Records:

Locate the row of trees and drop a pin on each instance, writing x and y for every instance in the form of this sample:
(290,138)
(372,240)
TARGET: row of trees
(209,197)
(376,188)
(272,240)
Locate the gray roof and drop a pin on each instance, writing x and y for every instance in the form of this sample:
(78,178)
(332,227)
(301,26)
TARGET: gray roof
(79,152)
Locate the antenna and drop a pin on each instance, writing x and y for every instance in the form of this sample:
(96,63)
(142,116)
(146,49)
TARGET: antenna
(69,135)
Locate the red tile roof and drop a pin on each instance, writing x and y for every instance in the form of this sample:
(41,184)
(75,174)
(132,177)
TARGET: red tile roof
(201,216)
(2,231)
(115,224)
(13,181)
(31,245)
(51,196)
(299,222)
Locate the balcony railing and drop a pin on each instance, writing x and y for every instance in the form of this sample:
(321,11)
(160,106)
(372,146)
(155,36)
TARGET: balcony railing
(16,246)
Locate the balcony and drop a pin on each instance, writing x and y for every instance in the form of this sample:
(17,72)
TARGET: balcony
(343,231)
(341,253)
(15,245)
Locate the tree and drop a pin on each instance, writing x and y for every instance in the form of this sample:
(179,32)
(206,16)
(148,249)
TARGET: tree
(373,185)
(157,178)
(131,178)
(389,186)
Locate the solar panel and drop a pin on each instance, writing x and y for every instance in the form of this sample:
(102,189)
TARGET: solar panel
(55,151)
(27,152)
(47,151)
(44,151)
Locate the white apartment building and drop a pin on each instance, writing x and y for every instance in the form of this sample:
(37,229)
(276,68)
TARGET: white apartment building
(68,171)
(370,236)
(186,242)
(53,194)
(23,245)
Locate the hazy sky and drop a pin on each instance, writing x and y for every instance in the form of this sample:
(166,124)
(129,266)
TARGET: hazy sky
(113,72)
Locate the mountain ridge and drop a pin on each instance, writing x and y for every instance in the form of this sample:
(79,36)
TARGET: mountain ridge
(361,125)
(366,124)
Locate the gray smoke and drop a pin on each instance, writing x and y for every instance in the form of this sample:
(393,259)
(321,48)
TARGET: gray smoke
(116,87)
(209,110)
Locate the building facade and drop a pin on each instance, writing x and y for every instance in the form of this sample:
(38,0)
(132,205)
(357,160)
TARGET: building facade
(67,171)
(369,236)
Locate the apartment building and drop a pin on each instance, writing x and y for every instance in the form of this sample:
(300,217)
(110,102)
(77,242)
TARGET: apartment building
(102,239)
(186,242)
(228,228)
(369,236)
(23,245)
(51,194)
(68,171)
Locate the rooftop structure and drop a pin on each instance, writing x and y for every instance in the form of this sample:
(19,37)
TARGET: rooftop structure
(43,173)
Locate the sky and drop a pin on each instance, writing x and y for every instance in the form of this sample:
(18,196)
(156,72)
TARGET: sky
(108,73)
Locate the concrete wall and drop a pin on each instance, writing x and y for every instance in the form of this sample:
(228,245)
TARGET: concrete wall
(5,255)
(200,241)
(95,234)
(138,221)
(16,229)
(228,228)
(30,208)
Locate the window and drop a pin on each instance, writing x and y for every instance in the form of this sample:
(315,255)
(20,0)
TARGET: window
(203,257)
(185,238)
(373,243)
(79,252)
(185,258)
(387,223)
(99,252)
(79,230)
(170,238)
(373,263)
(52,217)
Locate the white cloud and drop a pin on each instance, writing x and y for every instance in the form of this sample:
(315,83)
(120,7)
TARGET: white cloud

Problem: Render everything from the line containing "Locate the white cloud" down to the last line of the rows as a Markdown table with the columns No and Line, skipping any blank lines.

Solution:
| No | Line |
|---|---|
| 1 | Locate the white cloud and drop a pin on each instance, writing x and y for every instance in the form of this sample: |
| 2 | (315,83) |
| 3 | (120,7) |
| 4 | TARGET: white cloud |